### TEKS BACAAN

Kini, dalam hitungan bulan, dia akan segera
pergi meninggalkan sekolah.
Tidak ada lagi temanku berkompetisi, tidak ada
lagi orang yang bisa ku pinjam hpnya setiap tahfidz, tidak ada lagi orang yang
akan ku pandangi dan saling bertukar senyum saat kami bosan mendengarkan
pemberian materi.
Satu hal paling ku resahkan adalah dia akan
segera pergi tapi aku tidak tau bagaimana perasaanku terhadapnya. Sahabatku selalu
bilang kalau dia suka padaku. Hal itu kelihatan dari sorot matanya setiap
melihatku. Kadang aku juga merasakan hal itu. Ada yang lain dari sorot matanya
saat dia melihatku. Tapi mungkin itu hanya perasaanku. Mungkin akunya saja yang
ke-ge-er-an. Lagipula sikapnya kepadaku tidak menunjukkan bahwa dia menyukaiku.

Data yang dikutip dari sebuah kumpulan
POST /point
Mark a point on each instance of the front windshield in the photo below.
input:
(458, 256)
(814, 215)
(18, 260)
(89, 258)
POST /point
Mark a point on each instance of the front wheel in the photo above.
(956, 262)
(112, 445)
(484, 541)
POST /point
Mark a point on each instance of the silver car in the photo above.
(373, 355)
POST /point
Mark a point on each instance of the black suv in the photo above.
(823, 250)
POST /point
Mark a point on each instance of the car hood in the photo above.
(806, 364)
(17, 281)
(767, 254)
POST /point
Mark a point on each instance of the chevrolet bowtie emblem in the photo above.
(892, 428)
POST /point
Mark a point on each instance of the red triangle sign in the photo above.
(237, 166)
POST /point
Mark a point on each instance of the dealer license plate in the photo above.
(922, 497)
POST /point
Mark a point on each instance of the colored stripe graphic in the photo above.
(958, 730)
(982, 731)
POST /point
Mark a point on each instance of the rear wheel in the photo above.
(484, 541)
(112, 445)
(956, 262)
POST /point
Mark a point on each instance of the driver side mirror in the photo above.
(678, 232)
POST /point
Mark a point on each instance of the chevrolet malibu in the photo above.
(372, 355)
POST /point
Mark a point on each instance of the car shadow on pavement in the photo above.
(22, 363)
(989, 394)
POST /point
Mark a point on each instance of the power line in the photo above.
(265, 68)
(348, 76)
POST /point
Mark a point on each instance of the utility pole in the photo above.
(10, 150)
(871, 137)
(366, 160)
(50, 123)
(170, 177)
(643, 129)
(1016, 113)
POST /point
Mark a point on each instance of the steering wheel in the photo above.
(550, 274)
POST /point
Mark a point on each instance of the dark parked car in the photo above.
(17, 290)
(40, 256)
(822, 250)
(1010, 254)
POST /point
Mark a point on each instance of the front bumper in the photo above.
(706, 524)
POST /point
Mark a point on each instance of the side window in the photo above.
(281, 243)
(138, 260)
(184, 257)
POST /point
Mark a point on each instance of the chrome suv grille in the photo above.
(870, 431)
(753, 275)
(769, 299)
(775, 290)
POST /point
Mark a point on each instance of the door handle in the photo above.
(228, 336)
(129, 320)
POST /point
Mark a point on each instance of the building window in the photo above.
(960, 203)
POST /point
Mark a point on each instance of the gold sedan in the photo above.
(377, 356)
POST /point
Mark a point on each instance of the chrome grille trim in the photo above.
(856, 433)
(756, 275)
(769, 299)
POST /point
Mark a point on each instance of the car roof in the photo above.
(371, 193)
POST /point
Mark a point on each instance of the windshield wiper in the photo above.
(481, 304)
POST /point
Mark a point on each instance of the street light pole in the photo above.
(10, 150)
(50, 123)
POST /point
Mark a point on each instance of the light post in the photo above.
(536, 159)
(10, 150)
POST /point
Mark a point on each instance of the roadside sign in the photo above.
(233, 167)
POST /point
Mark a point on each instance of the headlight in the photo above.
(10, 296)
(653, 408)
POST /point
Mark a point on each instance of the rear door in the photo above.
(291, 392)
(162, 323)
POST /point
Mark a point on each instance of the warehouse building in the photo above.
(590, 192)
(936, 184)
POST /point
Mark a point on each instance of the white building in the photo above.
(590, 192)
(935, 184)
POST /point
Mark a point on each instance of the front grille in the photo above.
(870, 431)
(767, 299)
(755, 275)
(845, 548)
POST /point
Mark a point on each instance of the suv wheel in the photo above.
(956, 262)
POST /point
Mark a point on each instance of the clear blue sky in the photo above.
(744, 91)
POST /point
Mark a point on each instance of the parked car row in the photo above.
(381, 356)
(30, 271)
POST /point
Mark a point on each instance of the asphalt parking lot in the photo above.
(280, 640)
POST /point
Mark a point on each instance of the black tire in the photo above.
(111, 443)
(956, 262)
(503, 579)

...

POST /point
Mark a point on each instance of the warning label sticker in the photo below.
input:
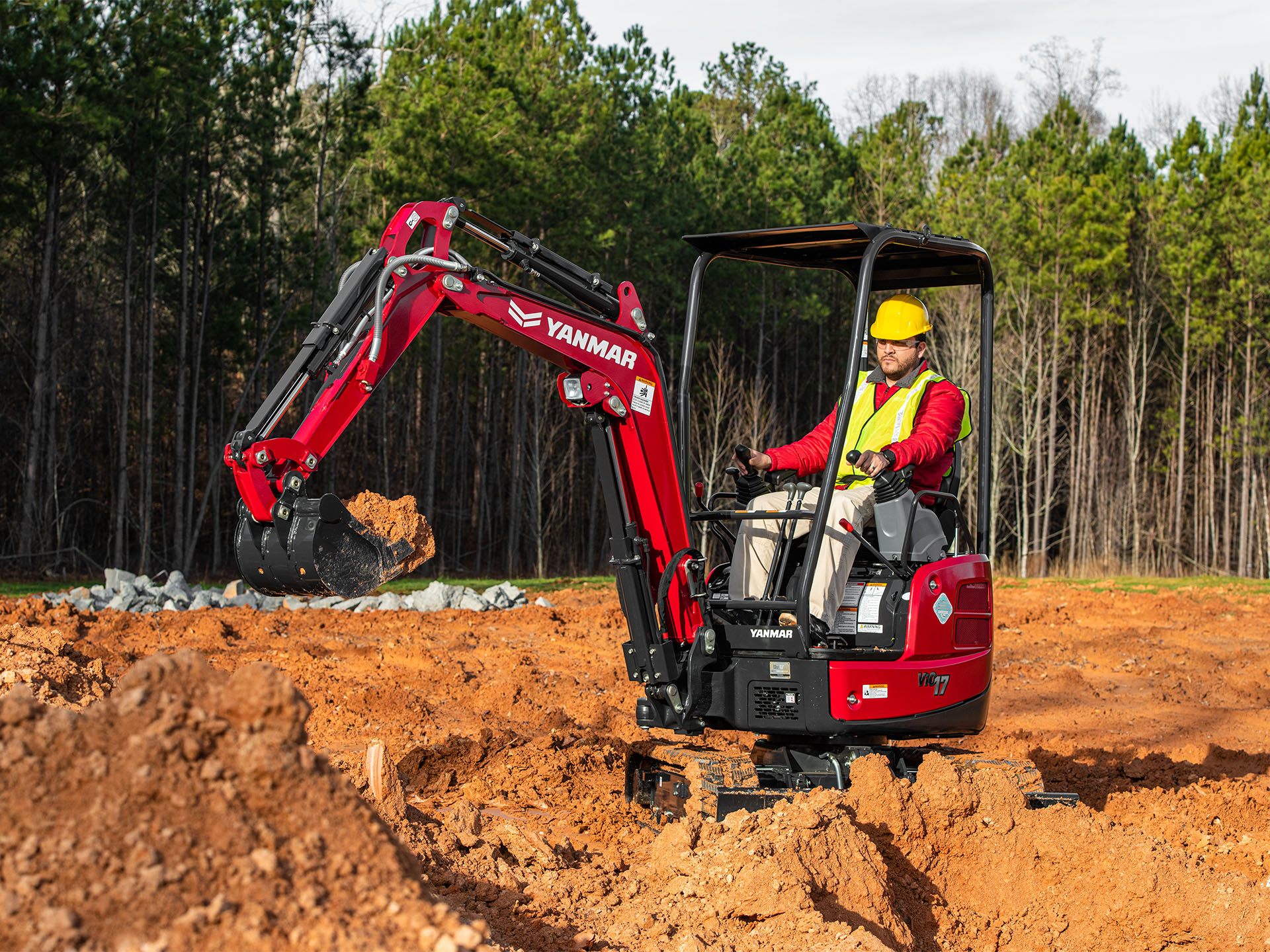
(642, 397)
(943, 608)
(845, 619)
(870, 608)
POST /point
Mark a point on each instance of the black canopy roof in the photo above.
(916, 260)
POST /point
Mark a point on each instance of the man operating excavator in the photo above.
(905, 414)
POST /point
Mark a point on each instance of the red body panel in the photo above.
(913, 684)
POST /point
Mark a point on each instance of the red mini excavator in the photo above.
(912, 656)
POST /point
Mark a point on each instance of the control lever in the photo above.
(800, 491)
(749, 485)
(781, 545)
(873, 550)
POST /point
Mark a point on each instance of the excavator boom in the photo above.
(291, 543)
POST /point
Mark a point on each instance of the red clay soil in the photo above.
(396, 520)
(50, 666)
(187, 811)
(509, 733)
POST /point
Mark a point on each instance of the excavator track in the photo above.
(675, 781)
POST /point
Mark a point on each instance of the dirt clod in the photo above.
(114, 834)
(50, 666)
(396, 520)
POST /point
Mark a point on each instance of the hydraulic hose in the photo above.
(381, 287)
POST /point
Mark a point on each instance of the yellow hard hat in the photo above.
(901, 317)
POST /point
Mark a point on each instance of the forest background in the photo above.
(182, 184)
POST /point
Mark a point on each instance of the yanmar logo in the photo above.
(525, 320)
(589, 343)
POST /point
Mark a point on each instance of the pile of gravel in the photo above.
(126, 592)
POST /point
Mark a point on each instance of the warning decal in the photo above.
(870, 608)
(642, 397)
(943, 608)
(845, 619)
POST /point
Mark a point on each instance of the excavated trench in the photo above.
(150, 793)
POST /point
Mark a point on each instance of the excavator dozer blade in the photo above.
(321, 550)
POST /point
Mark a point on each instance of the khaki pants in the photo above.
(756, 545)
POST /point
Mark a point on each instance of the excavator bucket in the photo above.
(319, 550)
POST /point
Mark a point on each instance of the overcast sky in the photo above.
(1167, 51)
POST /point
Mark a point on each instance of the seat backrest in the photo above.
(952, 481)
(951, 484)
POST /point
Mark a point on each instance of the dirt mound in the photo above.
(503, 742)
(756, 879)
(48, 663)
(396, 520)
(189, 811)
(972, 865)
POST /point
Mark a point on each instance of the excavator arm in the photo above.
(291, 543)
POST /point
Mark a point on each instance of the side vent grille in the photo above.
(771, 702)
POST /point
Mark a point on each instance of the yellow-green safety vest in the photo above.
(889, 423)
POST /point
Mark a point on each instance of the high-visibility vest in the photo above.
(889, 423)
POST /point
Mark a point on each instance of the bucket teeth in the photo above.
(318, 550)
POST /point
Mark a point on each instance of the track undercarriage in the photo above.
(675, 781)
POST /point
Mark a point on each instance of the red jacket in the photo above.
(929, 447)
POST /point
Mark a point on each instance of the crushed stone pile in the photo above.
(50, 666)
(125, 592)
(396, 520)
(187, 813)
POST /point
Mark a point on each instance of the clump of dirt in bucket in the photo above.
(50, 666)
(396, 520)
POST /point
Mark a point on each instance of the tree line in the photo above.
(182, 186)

* * *

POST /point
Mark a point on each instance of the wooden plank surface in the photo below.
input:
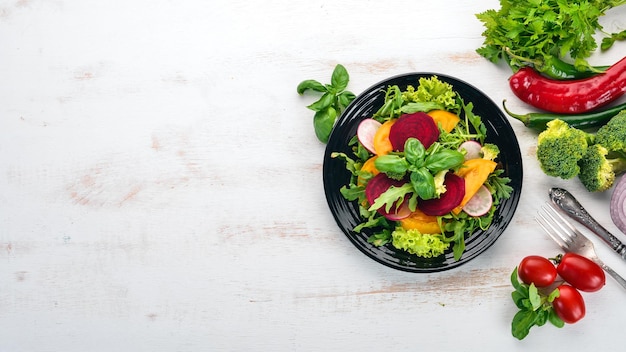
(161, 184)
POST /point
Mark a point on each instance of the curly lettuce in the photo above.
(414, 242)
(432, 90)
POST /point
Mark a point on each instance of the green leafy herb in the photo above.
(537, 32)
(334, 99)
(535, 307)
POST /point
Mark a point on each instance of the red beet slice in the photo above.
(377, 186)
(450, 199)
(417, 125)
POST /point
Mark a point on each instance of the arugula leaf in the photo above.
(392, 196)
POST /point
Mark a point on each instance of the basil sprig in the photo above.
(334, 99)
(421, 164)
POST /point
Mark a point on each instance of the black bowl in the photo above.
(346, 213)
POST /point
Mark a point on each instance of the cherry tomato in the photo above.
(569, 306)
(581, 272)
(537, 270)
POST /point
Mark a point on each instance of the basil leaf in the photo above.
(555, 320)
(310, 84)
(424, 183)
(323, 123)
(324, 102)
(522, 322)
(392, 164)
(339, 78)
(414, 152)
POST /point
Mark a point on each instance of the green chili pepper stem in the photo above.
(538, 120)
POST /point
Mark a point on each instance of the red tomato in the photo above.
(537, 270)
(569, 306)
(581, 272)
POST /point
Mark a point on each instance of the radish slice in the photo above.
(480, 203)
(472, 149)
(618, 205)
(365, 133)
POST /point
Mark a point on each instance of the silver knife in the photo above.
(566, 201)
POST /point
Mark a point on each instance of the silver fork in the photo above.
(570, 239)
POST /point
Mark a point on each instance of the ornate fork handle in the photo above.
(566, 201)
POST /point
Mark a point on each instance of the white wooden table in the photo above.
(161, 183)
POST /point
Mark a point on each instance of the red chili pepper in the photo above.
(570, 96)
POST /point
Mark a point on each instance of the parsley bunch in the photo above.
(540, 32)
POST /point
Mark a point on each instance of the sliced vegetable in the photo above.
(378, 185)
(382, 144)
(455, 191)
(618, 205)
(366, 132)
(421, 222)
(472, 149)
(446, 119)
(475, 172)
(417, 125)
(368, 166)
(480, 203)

### PERINTAH TUGAS
Lanjutkan teks bacaan tentang perasaan penulis terhadap seorang teman yang akan segera meninggalkan sekolah, dimulai tepat setelah kalimat terakhirnya.

### JAWABAN YANG DIHARAPKAN
Tidak ada yang tau pasti isi hati manusia kan ?
Satu-satunya hal yang pasti di dunia ini adalah ketidakpastian.
Selamat berjuang, Kakak. Semoga sukses dengan
Ujian Akhirnya. Do’aku yang terbaik untukmu.
Khaerul Ma’arif.
Selayar, 15 Maret 2015.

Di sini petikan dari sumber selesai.